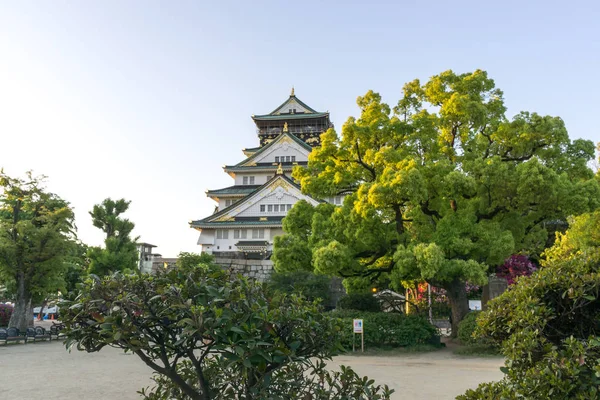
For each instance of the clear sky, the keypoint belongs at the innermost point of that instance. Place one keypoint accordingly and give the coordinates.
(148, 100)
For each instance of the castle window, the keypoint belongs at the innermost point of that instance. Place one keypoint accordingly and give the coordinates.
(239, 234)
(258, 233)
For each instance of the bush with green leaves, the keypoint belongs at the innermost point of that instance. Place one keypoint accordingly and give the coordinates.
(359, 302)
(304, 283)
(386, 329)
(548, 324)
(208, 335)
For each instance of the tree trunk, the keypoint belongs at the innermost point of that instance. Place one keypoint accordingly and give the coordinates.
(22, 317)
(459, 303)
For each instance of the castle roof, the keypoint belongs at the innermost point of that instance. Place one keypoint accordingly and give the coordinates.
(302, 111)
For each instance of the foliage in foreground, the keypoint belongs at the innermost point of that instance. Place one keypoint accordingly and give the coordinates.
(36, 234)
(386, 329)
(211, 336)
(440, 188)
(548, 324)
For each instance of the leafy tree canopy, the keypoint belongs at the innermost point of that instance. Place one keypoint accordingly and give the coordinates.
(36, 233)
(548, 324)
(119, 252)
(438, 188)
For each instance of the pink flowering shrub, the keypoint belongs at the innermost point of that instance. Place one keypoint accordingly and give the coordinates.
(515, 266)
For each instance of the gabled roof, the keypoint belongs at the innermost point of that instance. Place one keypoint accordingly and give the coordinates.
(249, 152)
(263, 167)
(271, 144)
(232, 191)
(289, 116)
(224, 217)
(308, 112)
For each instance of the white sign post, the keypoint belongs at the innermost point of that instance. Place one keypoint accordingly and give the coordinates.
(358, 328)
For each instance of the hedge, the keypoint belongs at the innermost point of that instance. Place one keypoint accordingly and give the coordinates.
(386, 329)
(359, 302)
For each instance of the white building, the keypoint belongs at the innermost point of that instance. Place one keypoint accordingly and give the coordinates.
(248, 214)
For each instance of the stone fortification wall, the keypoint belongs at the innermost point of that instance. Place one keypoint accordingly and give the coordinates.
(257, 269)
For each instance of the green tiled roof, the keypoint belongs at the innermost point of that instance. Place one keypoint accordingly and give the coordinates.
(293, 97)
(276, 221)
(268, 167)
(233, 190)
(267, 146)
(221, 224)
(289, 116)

...

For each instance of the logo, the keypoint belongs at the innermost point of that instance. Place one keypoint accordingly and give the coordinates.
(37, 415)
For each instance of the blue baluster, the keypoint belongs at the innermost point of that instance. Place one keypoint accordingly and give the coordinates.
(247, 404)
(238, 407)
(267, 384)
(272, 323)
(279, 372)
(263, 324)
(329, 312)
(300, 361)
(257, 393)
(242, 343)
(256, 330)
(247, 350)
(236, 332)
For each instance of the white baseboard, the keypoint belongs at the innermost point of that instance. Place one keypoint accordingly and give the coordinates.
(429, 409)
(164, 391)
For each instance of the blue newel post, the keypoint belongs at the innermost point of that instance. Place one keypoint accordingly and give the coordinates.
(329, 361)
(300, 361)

==

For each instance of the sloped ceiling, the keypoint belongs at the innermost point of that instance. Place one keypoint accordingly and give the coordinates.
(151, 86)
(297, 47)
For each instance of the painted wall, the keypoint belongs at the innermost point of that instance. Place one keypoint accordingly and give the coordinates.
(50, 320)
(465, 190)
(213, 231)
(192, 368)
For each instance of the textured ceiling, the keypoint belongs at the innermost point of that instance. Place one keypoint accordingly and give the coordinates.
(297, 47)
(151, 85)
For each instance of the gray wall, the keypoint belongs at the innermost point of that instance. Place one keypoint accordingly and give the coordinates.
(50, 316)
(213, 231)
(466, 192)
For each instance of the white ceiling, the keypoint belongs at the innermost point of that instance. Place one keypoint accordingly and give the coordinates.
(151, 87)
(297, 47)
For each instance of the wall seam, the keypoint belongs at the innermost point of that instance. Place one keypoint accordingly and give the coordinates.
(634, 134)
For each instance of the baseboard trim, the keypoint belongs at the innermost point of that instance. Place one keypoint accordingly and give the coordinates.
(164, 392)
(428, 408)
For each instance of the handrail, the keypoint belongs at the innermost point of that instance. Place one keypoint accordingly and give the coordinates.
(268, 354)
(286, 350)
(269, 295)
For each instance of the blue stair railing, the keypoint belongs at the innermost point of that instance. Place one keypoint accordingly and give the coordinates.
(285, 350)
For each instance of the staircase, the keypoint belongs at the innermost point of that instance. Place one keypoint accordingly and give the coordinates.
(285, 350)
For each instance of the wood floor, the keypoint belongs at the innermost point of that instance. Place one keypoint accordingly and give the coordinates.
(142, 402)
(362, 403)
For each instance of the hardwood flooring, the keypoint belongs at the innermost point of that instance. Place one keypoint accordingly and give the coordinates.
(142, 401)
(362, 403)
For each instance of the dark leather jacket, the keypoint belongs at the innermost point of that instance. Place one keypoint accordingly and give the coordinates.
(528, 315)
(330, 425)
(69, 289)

Exercise task => Find every line in the records that contains the word "castle" and copy each of those lines.

Reply to the task =>
For each instance of the castle window, the keypoint belongs at the innermost point of that instance. Place one keypoint accordingly and give the coordinates.
For each instance of the castle roof, the keypoint belongs at the innermost point of that instance. Place one keypoint accordingly and give the coordinates.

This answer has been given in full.